> [What is expected]: All records that follow are to be output exactly.
┄┄┄┄┄┄┄┄┄┄
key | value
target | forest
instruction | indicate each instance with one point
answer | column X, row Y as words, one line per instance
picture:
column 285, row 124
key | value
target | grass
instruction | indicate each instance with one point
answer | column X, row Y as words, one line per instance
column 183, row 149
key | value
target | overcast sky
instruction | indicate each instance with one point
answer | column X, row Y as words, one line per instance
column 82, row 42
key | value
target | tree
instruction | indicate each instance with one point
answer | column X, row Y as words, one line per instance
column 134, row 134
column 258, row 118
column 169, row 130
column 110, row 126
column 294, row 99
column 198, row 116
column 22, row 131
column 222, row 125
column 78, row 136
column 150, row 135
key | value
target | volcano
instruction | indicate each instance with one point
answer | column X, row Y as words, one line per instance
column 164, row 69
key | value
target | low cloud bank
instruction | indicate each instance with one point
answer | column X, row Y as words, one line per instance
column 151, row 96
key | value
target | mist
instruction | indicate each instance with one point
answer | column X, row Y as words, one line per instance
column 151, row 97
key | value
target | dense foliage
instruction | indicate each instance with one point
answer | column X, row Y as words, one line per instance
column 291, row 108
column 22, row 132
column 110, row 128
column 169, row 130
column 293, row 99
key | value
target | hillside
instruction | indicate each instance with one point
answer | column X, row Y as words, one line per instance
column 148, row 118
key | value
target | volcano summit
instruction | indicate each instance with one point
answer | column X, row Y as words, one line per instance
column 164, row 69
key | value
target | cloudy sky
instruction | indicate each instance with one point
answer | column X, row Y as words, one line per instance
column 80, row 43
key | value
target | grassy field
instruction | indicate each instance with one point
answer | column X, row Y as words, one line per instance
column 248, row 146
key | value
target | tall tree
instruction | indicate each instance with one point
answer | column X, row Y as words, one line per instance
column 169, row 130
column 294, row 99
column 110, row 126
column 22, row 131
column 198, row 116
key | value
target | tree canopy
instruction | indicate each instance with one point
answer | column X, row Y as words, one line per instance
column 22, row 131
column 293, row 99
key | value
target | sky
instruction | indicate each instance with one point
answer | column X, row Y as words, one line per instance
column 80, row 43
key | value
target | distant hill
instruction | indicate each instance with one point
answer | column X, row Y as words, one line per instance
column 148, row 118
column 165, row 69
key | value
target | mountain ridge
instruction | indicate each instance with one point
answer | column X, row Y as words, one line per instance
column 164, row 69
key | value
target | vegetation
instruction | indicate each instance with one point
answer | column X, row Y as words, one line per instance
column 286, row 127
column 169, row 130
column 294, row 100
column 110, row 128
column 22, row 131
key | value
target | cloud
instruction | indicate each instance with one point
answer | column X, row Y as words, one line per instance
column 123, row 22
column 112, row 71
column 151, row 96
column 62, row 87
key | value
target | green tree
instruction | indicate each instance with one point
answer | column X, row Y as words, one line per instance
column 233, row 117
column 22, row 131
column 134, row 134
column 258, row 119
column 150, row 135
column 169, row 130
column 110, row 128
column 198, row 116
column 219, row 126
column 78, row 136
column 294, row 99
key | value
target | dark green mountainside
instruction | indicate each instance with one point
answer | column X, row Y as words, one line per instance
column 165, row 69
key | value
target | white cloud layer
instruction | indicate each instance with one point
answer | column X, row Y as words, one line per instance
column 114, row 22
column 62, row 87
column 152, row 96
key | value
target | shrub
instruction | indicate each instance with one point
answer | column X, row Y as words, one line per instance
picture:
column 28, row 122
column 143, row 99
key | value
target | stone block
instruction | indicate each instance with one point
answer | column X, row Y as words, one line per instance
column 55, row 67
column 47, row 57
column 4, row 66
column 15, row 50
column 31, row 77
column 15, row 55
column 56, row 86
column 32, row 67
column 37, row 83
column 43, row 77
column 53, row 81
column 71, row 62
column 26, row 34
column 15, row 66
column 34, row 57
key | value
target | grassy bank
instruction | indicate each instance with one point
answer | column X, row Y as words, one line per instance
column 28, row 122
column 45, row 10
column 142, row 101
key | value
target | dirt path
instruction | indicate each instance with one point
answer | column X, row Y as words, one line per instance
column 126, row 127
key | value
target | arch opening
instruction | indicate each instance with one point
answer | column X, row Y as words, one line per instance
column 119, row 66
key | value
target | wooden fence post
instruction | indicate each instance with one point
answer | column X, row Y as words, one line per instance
┄┄┄┄┄┄┄┄┄┄
> [Expected answer]:
key | value
target | forest
instruction | indicate each instance with one point
answer | column X, row Y as words, one line per instance
picture:
column 285, row 124
key | value
target | grass
instruction | indicate each instance with one point
answer | column X, row Y as words, one line per instance
column 183, row 149
key | value
target | overcast sky
instruction | indicate each instance with one point
answer | column X, row Y as words, one line per instance
column 82, row 42
key | value
target | tree
instruction | indicate each instance with one point
answer | column X, row Y as words, one line per instance
column 134, row 134
column 258, row 118
column 169, row 130
column 110, row 126
column 294, row 99
column 198, row 116
column 22, row 131
column 222, row 125
column 78, row 136
column 150, row 135
key | value
target | volcano
instruction | indicate each instance with one point
answer | column X, row Y as words, one line per instance
column 164, row 69
key | value
target | low cloud bank
instruction | indicate each instance with one point
answer | column X, row Y as words, one line per instance
column 151, row 96
key | value
target | mist
instruction | indicate each instance with one point
answer | column X, row Y as words, one line per instance
column 151, row 97
key | value
target | dense foliage
instruction | indicate each instance with one point
answer | column X, row Y as words, one line per instance
column 291, row 108
column 22, row 132
column 110, row 128
column 169, row 130
column 293, row 99
key | value
target | hillside
instruction | indicate each instance with one point
answer | column X, row Y as words, one line per instance
column 148, row 118
key | value
target | volcano summit
instruction | indicate each instance with one point
answer | column X, row Y as words, one line per instance
column 164, row 69
key | value
target | cloudy sky
instruction | indicate each instance with one point
answer | column X, row Y as words, one line per instance
column 80, row 43
key | value
target | grassy field
instruction | indicate each instance with one point
answer | column X, row Y as words, one line per instance
column 248, row 146
key | value
target | tall tree
instruction | indicate each instance with one point
answer | column X, row Y as words, one line per instance
column 169, row 130
column 294, row 99
column 110, row 126
column 22, row 131
column 198, row 116
key | value
target | tree canopy
instruction | indicate each instance with one point
answer | column X, row Y as words, one line per instance
column 22, row 131
column 293, row 99
key | value
target | sky
instruction | indicate each instance with one point
answer | column X, row Y as words, one line per instance
column 80, row 43
key | value
target | distant hill
instruction | indicate each instance with one point
answer | column X, row Y as words, one line per instance
column 148, row 118
column 165, row 69
key | value
target | mountain ridge
instruction | indicate each instance with one point
answer | column X, row Y as words, one line per instance
column 164, row 69
key | value
target | vegetation
instruction | indicate each instance with one point
answer | column X, row Y as words, one line per instance
column 286, row 127
column 169, row 130
column 294, row 100
column 110, row 128
column 22, row 131
key | value
target | cloud
instruction | indicate each instance with one point
answer | column X, row Y as words, one line per instance
column 123, row 22
column 112, row 71
column 151, row 96
column 62, row 87
key | value
target | green tree
instruction | indicate each instance with one point
answer | column X, row Y as words, one line per instance
column 233, row 117
column 22, row 131
column 134, row 134
column 258, row 119
column 150, row 135
column 169, row 130
column 110, row 128
column 198, row 116
column 219, row 126
column 78, row 136
column 294, row 99
key | value
target | dark green mountainside
instruction | indicate each instance with one point
answer | column X, row Y as words, one line per instance
column 165, row 69
key | value
target | white cloud layer
instruction | indicate each instance with one point
answer | column X, row Y as words, one line per instance
column 114, row 22
column 62, row 87
column 152, row 96
key | value
target | shrub
instruction | indicate each instance with one point
answer | column X, row Y as words, one line per instance
picture:
column 28, row 122
column 143, row 99
key | value
target | stone block
instruction | indicate each instance with one point
answer | column X, row Y as words, one line per instance
column 55, row 67
column 47, row 57
column 4, row 66
column 15, row 50
column 31, row 77
column 15, row 55
column 56, row 86
column 32, row 67
column 37, row 83
column 43, row 77
column 53, row 81
column 71, row 62
column 26, row 34
column 15, row 66
column 34, row 57
key | value
target | grassy bank
instruction | indicate each instance with one point
answer | column X, row Y as words, one line per instance
column 28, row 122
column 45, row 10
column 142, row 101
key | value
target | dirt path
instruction | indicate each instance with one point
answer | column X, row Y as words, one line per instance
column 126, row 127
key | value
target | arch opening
instruction | indicate each instance with one point
answer | column X, row Y as words, one line per instance
column 119, row 66
key | value
target | wooden fence post
instruction | indicate each instance with one point
answer | column X, row Y as words, one line per instance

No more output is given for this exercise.